[[ Document passage open ]]

Labour pledges to ‘clean up cronyism’ with insourcing plans

Emma Bowden, PA

A Labour government would “clean up cronyism” and deliver the “biggest wave of insourcing of public services for a generation”, a shadow minister has pledged.

Shadow Cabinet Office minister Rachel Reeves accused the Conservative Party of being “rife with conflicts of interest” as she urged firms awarded contracts during the pandemic with Tory links to disclose their profits.

Research by Labour unveiled on Monday suggests the value of contracts awarded to companies with connections to the Tories amounts to almost £2 billion.

In a speech broadcast online from Labour’s central London headquarters, Ms Reeves said there was a “litany of failures” from outsourcing.

“That is why under Keir Starmer’s Labour government we will see the biggest wave of insourcing of public services for a generation,” she said.

“It will save money and ensure better, more responsive, more resilient, accountable local services for all.”

She said lessons should be learned from the “successful” coronavirus vaccine rollout by the NHS and GPs, which she said provided “vital experience” and “local knowledge”.

[[ Document passage closed ]]
[[ The data open ]]

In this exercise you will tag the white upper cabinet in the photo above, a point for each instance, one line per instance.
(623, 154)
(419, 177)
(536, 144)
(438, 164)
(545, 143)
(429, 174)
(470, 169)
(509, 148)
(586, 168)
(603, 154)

[[ The data closed ]]

• [What is needed] Reproduce the full article on Labour's insourcing pledge word for word.

• [Task output]
Labour pledges to ‘clean up cronyism’ with insourcing plans

Emma Bowden, PA

A Labour government would “clean up cronyism” and deliver the “biggest wave of insourcing of public services for a generation”, a shadow minister has pledged.

Shadow Cabinet Office minister Rachel Reeves accused the Conservative Party of being “rife with conflicts of interest” as she urged firms awarded contracts during the pandemic with Tory links to disclose their profits.

Research by Labour unveiled on Monday suggests the value of contracts awarded to companies with connections to the Tories amounts to almost £2 billion.

In a speech broadcast online from Labour’s central London headquarters, Ms Reeves said there was a “litany of failures” from outsourcing.

“That is why under Keir Starmer’s Labour government we will see the biggest wave of insourcing of public services for a generation,” she said.

“It will save money and ensure better, more responsive, more resilient, accountable local services for all.”

She said lessons should be learned from the “successful” coronavirus vaccine rollout by the NHS and GPs, which she said provided “vital experience” and “local knowledge”.